— Begin Given passage —

When you are a kid, there is nothing in the known universe greater than summer vacation. And for me, and probably you, too, summer vacation was like a three-month long shore leave.
From that moment that school got out in June until the start of the next school year in September, all my friends and I did was hang out, watch TV, go to movies, eat bad food, ride bikes and do stupid things like blow up ant hills with firecrackers. God bless the Puyallup, Wash. Indian Reservation. The Puyallups’ summertime fireworks selection was every pyrotechnic kid’s Valhalla. And there was something for the parents there, too, in the form of tax-free cigarettes and booze.
[Once my buddies and I got into high school, we added big talk about the girls we wanted to make out with to our summer repertoire. But, we were usually too dumb or lame to attempt to get lucky with any of our female classmates. There was a lot of frustrated horniness running around Puyallup, Wash. between 1983 and 1986, in particular.]
But now, the tables have not only been turned on me, they have been completely upended, broken into kindling and set ablaze in a conflagration of lost sanity and shattered nerves. This is because I am spending this summer at home with my four-and-six-year-old daughters. President Obama hasn’t had as much stress in six-and-a-half years in office as I have in barely a month at home with my adorable little hellions. And if I have one hair left on my head that isn’t grey by the time they go back to school in late August, I will consider myself luckier that Waylon Jennings when he missed out on that flight that took down Buddy Holly, Richie Valens and the Big Bopper.
[Yes. Timely reference, I know.]
Our girls’ preschool and kindergarten wrapped up in mid-June, right at the same time my wife went began her five-week summer “vacation”. My wife teaches at a year-round school and gets a five-week break during the summer. However, anyone who has ever had kids knows that there is no such thing as a vacation when they are stuck at home with you for longer than one afternoon. From the moment the girls get up in the morning until they finally get to bed, it is a non-stop cyclone of craziness, wild emotion swings and destruction. By the time it’s over, we sometimes ask ourselves if it’s too late to anonymously drop our kids off at the local firehouse.

— End Given passage —

— Task to carry out —
According to the essay on summer vacation, how long is the summer break at the year-round school where the writer's wife teaches?

— Begin Record set —

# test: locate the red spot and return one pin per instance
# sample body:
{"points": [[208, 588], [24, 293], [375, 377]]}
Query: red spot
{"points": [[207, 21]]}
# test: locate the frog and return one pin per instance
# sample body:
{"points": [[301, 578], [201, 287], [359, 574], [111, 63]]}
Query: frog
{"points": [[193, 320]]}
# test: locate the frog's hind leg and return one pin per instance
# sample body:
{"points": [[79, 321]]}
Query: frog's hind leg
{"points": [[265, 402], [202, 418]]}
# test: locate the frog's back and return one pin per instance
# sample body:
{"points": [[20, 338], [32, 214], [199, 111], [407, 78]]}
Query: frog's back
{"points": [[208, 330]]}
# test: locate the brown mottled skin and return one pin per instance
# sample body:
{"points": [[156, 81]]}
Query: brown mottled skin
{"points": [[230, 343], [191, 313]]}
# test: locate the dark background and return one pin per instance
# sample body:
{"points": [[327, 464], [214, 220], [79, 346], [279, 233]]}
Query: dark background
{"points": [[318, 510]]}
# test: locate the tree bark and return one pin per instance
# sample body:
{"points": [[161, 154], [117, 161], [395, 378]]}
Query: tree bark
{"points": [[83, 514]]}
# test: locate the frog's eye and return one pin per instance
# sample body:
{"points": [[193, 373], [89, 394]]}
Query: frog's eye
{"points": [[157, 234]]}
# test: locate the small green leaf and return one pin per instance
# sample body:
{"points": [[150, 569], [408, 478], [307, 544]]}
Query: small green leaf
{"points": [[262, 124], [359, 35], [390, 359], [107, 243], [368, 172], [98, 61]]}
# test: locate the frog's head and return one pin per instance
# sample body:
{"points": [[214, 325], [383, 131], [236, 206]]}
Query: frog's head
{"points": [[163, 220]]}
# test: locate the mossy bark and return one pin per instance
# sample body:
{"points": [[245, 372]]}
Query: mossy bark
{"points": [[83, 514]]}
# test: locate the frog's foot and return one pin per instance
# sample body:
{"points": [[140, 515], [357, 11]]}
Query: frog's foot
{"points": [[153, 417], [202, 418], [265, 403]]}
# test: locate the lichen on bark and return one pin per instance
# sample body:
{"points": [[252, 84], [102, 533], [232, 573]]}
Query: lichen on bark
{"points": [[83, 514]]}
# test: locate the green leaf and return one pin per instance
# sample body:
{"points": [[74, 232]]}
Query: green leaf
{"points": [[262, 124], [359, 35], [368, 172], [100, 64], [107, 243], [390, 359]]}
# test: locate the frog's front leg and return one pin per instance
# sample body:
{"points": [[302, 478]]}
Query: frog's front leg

— End Record set —

— Task answer —
Five weeks.